§ PROBLEM TO WORK ON
Set down exactly each line of the entries below, beginning at the one that contains "wristband, written as integer pixel values." and ending at the last, and no others.

Point-per-instance localization data
══════════════════════════════
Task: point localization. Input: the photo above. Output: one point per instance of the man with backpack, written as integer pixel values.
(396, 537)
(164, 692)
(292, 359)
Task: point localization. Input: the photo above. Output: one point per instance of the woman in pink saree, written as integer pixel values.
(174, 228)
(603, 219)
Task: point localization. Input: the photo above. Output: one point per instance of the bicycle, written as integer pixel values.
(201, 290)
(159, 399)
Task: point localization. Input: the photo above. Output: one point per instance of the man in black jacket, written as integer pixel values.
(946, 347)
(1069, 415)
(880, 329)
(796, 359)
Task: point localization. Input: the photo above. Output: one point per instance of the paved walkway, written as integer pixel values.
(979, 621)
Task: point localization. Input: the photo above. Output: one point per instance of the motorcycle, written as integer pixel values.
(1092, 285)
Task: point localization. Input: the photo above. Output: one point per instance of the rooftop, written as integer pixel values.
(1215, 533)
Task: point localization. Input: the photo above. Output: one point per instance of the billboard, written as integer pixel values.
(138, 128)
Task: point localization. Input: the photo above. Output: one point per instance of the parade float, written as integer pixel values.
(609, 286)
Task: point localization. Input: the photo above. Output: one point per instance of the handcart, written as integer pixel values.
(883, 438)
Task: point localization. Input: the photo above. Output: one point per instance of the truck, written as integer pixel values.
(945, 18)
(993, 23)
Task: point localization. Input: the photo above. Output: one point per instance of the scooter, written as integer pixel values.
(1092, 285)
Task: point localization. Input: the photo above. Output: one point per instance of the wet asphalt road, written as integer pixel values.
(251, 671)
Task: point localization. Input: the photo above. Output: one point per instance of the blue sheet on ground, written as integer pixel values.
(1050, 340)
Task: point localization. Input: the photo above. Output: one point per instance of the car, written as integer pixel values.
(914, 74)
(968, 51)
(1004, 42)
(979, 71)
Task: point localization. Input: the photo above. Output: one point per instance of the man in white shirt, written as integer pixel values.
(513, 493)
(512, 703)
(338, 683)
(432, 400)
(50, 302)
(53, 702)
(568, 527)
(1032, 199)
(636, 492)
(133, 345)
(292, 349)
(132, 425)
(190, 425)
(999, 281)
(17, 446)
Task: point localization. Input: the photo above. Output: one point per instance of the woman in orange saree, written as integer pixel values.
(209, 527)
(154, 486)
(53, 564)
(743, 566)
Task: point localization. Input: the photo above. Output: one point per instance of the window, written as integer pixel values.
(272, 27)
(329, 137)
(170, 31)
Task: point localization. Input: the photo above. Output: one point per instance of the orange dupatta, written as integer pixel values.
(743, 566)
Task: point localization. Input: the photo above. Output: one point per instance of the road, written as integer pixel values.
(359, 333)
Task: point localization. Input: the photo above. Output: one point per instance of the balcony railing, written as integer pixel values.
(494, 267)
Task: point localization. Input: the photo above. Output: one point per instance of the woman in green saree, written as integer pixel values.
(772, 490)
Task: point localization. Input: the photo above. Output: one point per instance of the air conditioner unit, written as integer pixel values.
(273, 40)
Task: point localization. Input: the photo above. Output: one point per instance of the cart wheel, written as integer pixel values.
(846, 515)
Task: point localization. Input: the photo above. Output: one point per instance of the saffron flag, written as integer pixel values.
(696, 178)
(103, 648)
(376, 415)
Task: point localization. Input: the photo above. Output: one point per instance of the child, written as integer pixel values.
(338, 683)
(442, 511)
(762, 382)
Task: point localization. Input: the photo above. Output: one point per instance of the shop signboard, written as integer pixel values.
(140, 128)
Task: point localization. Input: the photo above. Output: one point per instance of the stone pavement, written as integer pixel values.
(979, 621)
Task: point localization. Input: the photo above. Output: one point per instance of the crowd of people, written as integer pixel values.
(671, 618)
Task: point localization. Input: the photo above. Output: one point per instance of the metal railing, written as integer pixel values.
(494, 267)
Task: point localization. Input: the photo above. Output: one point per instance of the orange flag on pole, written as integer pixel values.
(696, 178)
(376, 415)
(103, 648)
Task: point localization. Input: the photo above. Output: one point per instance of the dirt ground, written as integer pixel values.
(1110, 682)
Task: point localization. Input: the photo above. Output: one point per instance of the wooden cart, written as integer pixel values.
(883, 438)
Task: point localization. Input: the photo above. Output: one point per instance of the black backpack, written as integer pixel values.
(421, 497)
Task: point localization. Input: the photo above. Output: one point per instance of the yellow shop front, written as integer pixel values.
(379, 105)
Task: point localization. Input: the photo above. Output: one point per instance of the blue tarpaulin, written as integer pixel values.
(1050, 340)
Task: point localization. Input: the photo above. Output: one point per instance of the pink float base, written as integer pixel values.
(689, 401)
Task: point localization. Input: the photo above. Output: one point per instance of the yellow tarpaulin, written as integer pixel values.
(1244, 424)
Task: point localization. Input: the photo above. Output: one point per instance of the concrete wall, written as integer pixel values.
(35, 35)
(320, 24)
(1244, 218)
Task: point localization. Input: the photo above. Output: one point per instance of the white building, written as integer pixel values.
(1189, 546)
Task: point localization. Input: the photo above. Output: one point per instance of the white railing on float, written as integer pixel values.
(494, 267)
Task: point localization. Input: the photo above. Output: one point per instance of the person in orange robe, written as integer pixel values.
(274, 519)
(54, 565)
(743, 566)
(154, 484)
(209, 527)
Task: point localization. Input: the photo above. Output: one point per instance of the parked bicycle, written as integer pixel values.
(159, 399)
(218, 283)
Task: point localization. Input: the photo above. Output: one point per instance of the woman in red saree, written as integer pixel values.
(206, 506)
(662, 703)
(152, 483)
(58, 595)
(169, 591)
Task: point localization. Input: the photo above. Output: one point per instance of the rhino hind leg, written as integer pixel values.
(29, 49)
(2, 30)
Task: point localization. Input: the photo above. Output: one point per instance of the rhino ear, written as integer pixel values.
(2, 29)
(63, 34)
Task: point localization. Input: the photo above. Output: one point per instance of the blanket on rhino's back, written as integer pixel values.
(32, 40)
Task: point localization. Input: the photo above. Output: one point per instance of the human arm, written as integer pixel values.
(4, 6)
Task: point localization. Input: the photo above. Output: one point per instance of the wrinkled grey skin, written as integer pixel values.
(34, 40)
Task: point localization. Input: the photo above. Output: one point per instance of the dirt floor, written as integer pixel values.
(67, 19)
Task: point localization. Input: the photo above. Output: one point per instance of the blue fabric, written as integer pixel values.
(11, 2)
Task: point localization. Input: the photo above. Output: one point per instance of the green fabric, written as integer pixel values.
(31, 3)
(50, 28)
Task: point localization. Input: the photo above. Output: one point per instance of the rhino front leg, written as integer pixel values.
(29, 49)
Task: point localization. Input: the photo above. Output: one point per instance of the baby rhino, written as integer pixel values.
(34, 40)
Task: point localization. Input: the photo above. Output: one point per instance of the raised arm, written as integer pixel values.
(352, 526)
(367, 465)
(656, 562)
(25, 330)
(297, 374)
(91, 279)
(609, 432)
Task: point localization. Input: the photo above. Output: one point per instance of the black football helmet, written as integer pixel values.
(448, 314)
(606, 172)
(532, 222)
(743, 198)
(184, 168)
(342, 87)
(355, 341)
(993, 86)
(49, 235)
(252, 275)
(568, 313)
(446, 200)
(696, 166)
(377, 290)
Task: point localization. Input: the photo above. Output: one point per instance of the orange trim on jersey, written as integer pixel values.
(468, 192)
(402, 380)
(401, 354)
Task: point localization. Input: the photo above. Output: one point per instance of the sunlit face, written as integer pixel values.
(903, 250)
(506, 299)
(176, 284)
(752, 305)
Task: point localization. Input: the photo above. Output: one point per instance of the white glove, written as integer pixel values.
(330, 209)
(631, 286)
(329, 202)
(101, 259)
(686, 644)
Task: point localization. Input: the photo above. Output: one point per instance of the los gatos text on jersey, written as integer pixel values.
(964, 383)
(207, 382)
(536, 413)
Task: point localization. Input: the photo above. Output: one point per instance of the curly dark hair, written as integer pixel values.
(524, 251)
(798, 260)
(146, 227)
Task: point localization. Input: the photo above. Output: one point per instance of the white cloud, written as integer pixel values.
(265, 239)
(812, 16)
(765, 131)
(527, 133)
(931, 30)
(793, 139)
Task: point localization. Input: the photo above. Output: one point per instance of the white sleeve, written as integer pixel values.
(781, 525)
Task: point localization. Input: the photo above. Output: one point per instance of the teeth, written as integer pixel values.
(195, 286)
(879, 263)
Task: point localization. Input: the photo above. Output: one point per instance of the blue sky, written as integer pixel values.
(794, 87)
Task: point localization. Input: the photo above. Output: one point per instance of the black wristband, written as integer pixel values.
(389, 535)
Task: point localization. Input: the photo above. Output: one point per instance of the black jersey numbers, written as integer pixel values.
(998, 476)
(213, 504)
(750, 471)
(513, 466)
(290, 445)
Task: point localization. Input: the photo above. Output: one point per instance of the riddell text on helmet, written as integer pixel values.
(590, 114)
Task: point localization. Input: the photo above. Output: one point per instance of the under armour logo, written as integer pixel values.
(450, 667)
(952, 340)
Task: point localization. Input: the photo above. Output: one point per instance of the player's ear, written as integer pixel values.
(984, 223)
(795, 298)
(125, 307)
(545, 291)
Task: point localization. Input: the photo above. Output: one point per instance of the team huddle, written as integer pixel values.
══════════════════════════════
§ ANSWER AREA
Task: point localization. Input: the photo above. Output: one point per instance of the black wristband, written as integer pixel values.
(389, 535)
Task: point localization. Input: the photo above. Output: one point per instance of the black jersey numbers, written as integer pixel values.
(998, 476)
(213, 504)
(750, 471)
(513, 466)
(290, 445)
Task: point localization. Input: the photo above. Output: one point per instance of the riddell text on helmet, written as integer pixel values.
(590, 114)
Task: point localization. Input: the photo above. Output: one point per instance of the under armour logo, written as integer pixel values.
(450, 667)
(952, 340)
Task: point localization. Input: the photo above. Output: one point per instance of the player's ear, written as integer pixel values.
(984, 223)
(795, 298)
(125, 307)
(545, 291)
Task: point localization. Input: the photo above. Output: one point per instance of the team huddle, written as integer pixel values.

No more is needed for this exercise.